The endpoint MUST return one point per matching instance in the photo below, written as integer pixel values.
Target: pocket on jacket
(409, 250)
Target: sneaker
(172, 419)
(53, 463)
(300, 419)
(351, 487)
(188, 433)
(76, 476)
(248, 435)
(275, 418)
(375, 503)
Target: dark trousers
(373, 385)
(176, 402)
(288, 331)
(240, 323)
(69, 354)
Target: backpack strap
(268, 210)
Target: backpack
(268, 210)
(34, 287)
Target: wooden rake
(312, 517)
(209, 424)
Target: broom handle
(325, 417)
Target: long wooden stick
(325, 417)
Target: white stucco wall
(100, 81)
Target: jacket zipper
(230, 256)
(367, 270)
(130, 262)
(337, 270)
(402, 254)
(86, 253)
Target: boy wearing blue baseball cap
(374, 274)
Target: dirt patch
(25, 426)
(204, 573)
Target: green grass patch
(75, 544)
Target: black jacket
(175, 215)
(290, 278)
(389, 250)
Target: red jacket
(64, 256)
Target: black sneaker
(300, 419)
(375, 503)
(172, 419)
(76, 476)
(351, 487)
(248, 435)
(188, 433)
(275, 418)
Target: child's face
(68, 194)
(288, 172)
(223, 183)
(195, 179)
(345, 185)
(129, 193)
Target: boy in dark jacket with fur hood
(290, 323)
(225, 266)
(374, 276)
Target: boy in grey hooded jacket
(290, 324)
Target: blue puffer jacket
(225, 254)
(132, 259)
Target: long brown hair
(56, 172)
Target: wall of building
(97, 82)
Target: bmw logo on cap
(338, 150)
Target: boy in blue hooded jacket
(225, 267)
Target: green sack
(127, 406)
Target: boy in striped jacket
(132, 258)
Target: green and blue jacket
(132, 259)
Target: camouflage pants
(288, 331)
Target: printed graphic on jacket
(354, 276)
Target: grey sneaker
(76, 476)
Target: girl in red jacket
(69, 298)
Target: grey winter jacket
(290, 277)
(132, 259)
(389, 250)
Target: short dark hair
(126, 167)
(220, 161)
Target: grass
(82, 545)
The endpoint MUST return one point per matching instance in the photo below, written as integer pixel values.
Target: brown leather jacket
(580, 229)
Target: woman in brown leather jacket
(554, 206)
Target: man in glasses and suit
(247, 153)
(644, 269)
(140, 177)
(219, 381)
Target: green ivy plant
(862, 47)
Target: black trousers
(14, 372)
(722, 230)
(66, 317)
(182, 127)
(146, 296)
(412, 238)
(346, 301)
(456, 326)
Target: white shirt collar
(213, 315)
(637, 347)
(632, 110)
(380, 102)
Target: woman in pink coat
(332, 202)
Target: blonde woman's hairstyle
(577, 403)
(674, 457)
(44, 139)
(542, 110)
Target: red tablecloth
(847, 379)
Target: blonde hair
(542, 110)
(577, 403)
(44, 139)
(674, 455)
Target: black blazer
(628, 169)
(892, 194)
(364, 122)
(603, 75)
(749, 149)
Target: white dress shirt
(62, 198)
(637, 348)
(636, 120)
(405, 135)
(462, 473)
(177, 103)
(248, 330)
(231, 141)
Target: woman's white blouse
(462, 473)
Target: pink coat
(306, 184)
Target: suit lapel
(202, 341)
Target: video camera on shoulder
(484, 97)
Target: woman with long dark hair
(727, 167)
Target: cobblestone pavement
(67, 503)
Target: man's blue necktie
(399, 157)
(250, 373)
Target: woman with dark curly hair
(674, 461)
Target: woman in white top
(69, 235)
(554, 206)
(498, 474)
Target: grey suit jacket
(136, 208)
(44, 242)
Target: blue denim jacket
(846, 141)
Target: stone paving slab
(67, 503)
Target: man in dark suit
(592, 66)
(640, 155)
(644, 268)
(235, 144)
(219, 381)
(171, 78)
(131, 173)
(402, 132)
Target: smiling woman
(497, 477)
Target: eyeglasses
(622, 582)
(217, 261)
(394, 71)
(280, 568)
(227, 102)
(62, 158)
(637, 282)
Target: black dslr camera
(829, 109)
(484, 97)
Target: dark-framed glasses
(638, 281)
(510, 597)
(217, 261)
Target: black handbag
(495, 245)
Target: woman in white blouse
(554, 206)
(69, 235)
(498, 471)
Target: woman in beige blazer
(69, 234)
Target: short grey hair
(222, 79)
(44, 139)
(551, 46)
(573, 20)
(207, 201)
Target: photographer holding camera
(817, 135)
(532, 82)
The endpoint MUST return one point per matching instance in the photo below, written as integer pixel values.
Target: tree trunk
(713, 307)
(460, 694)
====
WORK INSTRUCTION — Reproduce the full block of data exactly, omitting nothing.

REPLY TO THE TASK —
The endpoint MUST return one point per matching instance in the photo below, written as integer pixel values.
Target: pocket on jacket
(409, 250)
Target: sneaker
(172, 419)
(53, 463)
(300, 419)
(351, 487)
(188, 433)
(76, 476)
(248, 435)
(275, 418)
(375, 503)
Target: dark trousers
(373, 385)
(176, 402)
(288, 331)
(240, 323)
(69, 354)
Target: backpack strap
(268, 210)
Target: backpack
(268, 210)
(34, 287)
Target: wooden rake
(312, 517)
(209, 424)
Target: broom handle
(325, 417)
Target: long wooden stick
(325, 417)
Target: white stucco wall
(100, 81)
Target: jacket zipper
(230, 256)
(367, 270)
(130, 262)
(337, 270)
(402, 254)
(86, 253)
Target: boy wearing blue baseball cap
(374, 274)
Target: dirt patch
(25, 426)
(204, 573)
Target: green grass patch
(75, 544)
Target: black jacket
(175, 215)
(290, 278)
(389, 250)
Target: red jacket
(64, 256)
Target: black sneaker
(300, 419)
(375, 503)
(172, 419)
(76, 476)
(351, 487)
(248, 435)
(188, 433)
(275, 418)
Target: child's face
(68, 194)
(288, 172)
(223, 183)
(195, 179)
(345, 185)
(129, 193)
Target: boy in dark jacket with fur hood
(290, 323)
(225, 266)
(374, 276)
Target: boy in grey hooded jacket
(290, 324)
Target: blue puffer jacket
(225, 254)
(132, 259)
Target: long brown hair
(56, 172)
Target: wall of building
(97, 82)
Target: bmw logo on cap
(338, 150)
Target: boy in blue hooded jacket
(225, 267)
Target: green sack
(127, 406)
Target: boy in striped jacket
(132, 258)
Target: green and blue jacket
(132, 259)
Target: camouflage pants
(288, 331)
Target: printed graphic on jacket
(354, 276)
Target: grey sneaker
(76, 476)
Target: girl in red jacket
(69, 298)
Target: grey winter jacket
(290, 277)
(132, 259)
(389, 250)
Target: short dark hair
(126, 167)
(220, 161)
Target: grass
(82, 545)
The endpoint MUST return one point per matching instance in the photo below, written as integer pixel values.
Target: brown leather jacket
(580, 229)
Target: woman in brown leather jacket
(554, 206)
Target: man in glasses and suit
(247, 153)
(644, 269)
(140, 177)
(219, 381)
Target: green ivy plant
(862, 47)
Target: black trousers
(14, 372)
(722, 230)
(66, 317)
(182, 127)
(146, 296)
(412, 238)
(346, 301)
(456, 326)
Target: white shirt collar
(213, 315)
(637, 347)
(632, 110)
(380, 102)
Target: woman in pink coat
(332, 202)
Target: blonde woman's hairstyle
(577, 403)
(674, 457)
(44, 139)
(542, 110)
Target: red tablecloth
(847, 379)
Target: blonde hair
(542, 110)
(577, 403)
(44, 139)
(674, 455)
Target: black blazer
(628, 169)
(892, 194)
(364, 122)
(603, 75)
(749, 149)
Target: white dress shirt
(62, 198)
(637, 348)
(636, 120)
(405, 135)
(462, 473)
(177, 103)
(248, 330)
(231, 141)
Target: woman's white blouse
(462, 473)
Target: pink coat
(306, 184)
Target: suit lapel
(202, 341)
Target: video camera on shoulder
(484, 97)
Target: woman with long dark hair
(727, 167)
Target: cobblestone pavement
(67, 503)
Target: man's blue necktie
(399, 157)
(250, 373)
Target: woman with dark curly hair
(674, 461)
Target: woman in white top
(69, 235)
(554, 206)
(498, 474)
Target: grey suit jacket
(136, 208)
(44, 242)
Target: blue denim jacket
(846, 141)
Target: stone paving slab
(67, 503)
Target: man in dark suit
(592, 66)
(640, 155)
(644, 268)
(235, 144)
(219, 381)
(171, 78)
(131, 173)
(402, 132)
Target: smiling woman
(497, 477)
Target: eyeglasses
(622, 582)
(217, 261)
(394, 71)
(280, 568)
(227, 102)
(62, 158)
(637, 282)
Target: black dslr camera
(829, 109)
(484, 97)
Target: dark-framed glasses
(638, 281)
(510, 597)
(217, 261)
Target: black handbag
(495, 245)
Target: woman in white blouse
(554, 206)
(69, 235)
(498, 471)
Target: woman in beige blazer
(69, 234)
Target: short grey hair
(222, 79)
(44, 139)
(551, 46)
(573, 20)
(207, 201)
Target: photographer holding camera
(817, 135)
(532, 82)
The endpoint MUST return one point per matching instance in the photo below, written as integer pixel values.
Target: tree trunk
(713, 307)
(460, 694)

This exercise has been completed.